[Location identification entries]

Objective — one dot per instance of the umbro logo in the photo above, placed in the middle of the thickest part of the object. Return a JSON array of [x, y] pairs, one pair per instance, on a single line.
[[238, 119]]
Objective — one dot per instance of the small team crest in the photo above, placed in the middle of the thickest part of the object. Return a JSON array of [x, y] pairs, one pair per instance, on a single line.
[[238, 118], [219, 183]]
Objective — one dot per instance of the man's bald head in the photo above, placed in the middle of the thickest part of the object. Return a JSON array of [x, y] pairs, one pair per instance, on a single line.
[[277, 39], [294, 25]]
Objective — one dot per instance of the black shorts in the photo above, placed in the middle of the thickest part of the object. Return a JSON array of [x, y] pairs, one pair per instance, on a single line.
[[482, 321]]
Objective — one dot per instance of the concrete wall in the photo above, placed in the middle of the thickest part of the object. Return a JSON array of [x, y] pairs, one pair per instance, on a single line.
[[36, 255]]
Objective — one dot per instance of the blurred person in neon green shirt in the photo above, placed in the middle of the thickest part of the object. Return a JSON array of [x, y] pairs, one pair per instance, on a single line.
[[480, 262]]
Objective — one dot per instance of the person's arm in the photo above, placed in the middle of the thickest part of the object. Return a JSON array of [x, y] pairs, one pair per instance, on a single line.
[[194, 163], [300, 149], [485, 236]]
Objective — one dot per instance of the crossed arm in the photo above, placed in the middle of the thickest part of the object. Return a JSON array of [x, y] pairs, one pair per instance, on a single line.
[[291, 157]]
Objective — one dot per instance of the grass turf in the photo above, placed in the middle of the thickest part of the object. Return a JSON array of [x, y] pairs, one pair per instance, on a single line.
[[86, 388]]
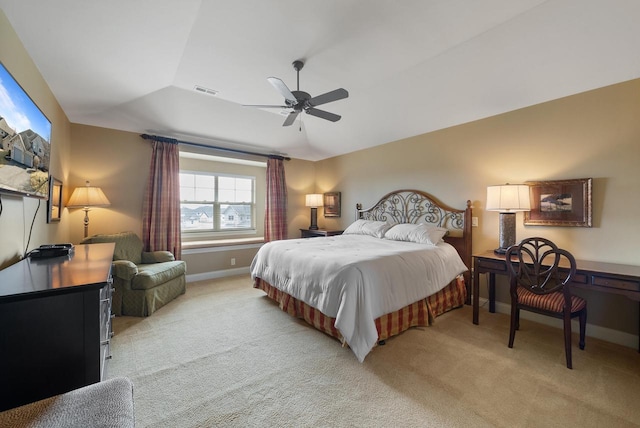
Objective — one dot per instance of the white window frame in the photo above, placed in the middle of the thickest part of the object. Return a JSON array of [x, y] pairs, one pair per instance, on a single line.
[[216, 204]]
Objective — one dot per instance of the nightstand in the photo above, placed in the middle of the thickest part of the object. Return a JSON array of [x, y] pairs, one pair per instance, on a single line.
[[308, 233]]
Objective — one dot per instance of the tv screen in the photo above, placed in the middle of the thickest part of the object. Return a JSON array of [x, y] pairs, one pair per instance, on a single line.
[[25, 133]]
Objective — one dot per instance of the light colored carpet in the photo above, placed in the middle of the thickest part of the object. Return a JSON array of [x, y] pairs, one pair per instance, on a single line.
[[225, 355]]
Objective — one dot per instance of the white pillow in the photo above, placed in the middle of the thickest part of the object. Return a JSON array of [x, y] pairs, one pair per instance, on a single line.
[[420, 233], [367, 227]]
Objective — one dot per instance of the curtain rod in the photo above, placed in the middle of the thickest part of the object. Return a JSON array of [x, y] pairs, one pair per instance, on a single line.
[[187, 143]]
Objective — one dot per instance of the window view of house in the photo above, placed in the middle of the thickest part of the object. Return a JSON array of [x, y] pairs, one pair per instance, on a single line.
[[216, 202]]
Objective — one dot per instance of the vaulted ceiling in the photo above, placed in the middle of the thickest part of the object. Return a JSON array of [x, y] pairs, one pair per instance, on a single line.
[[410, 66]]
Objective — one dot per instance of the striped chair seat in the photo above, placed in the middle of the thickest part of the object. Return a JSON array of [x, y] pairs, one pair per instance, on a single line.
[[552, 302]]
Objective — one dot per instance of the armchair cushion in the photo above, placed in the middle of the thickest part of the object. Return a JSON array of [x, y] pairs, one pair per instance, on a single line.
[[150, 276], [128, 245], [124, 269], [143, 282], [157, 257]]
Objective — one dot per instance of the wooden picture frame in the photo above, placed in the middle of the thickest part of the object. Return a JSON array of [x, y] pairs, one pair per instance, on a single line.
[[54, 204], [332, 204], [560, 203]]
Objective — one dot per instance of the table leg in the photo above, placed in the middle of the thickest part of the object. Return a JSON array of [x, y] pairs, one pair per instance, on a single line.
[[476, 291], [492, 292]]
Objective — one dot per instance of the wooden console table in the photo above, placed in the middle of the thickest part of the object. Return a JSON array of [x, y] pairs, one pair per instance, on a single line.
[[55, 324], [598, 276]]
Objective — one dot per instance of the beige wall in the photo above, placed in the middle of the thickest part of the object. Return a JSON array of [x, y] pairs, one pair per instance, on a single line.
[[594, 134], [118, 162], [18, 212]]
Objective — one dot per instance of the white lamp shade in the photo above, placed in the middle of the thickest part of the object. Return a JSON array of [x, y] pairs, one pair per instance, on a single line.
[[508, 198], [88, 196], [314, 200]]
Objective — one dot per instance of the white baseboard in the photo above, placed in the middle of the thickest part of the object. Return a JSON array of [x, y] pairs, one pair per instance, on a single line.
[[595, 331], [217, 274]]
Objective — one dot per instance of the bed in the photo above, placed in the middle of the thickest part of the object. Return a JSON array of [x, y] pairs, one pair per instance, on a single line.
[[400, 264]]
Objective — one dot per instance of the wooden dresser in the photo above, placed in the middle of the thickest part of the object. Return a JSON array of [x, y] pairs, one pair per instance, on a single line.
[[55, 324]]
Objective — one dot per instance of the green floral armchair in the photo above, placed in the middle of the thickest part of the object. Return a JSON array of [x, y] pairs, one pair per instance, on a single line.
[[143, 281]]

(YOUR INSTRUCTIONS) Edit the entries from the beginning up to and including the line with "[[238, 118], [219, 183]]", replacing "thickest part" with "widest part" everywhere and leaving everything else unchanged.

(OUTPUT OF THE EXERCISE)
Objective — one dot per instance of the umbro logo in the photo above, placed in the middle of the widest part of the object. Return a JSON array of [x, y] pairs, one pair per instance, on a single line.
[[238, 119]]
Objective — one dot per instance of the small team crest in the photo above, placed in the middle of the widest part of the object. Return a JSON array of [x, y] pairs, one pair per instance, on a single line.
[[238, 118], [219, 183]]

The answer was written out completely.